**Exercises**
1: Translate this sentence from the text on DF6002 into Spanish: "DF6002 is the most advanced in a pipeline of cytokines that Dragonfly is developing to treat patients with advanced cancer."
2: Reproduce the text on DF6002 word for word from "Dragonfly has an" to "funding, and manufacturing.".

Start of Text excerpt

BMS is best known as an early pioneer of checkpoint inhibitor therapies, which work by flipping a biochemical switch on tumour cells that suddenly makes them visible to the immune system, allowing T-cells to mount an attack.

With Massachusetts-based Dragonfly BMS is taking a different tack and focusing on DF6002, a long-lasting fusion protein that looks like the “tail” (Fc) end of an IL-12 antibody.

The companies hope that this will cause the area around the tumour to become inflammatory and begin to work against it.

DF6002 is the most advanced in a pipeline of cytokines that Dragonfly is developing to treat patients with advanced cancer.

Dragonfly has an ongoing phase 1/2 clinical trial of DF6002 for patients with advanced solid tumours, which began in July 2020 after the FDA granted clearance to begin clinical trials in May.

Bristol Myers Squibb will become responsible for the development and any marketing of DF6002 and its related products worldwide, including strategic decisions, regulatory responsibilities, funding, and manufacturing.

Dragonfly will receive $475 million in near-term upfront payments, and is eligible to receive performance-based development, regulatory and commercial milestone payments plus royalties of up to 24% on worldwide net sales.

End of Text excerpt
Start of Supplied material

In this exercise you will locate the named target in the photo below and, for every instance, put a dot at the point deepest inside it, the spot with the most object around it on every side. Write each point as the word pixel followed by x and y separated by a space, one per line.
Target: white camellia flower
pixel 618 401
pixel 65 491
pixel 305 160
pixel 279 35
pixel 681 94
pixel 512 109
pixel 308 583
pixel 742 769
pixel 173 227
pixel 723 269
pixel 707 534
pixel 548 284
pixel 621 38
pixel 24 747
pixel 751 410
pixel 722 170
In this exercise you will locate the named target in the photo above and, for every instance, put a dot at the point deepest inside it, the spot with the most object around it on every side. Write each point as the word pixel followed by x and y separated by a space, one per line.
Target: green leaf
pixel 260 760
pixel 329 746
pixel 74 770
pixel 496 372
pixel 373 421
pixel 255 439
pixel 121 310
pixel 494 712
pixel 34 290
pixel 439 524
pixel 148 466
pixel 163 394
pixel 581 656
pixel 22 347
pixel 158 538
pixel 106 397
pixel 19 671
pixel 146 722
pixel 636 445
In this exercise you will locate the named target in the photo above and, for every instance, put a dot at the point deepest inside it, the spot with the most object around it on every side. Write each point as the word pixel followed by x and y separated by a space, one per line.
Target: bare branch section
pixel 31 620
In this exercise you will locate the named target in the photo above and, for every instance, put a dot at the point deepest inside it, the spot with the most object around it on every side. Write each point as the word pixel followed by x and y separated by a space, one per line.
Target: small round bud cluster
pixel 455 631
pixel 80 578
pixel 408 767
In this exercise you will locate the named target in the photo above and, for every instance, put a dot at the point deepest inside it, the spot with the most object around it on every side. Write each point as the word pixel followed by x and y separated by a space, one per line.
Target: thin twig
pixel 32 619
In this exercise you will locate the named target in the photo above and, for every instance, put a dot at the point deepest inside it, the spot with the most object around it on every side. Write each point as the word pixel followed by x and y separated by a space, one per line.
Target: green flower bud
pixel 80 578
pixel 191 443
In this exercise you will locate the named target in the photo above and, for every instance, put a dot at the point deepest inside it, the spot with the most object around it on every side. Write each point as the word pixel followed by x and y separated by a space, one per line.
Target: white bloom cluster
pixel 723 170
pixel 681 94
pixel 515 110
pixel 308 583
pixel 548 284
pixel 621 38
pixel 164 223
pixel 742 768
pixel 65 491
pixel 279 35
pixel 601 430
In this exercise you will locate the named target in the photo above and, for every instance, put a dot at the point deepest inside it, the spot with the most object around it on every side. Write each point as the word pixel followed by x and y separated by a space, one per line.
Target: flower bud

End of Supplied material

**Responses by item number**
1: DF6002 es el más avanzado de una cartera de citocinas que Dragonfly está desarrollando para tratar a pacientes con cáncer avanzado.

2:
Dragonfly has an ongoing phase 1/2 clinical trial of DF6002 for patients with advanced solid tumours, which began in July 2020 after the FDA granted clearance to begin clinical trials in May.

Bristol Myers Squibb will become responsible for the development and any marketing of DF6002 and its related products worldwide, including strategic decisions, regulatory responsibilities, funding, and manufacturing.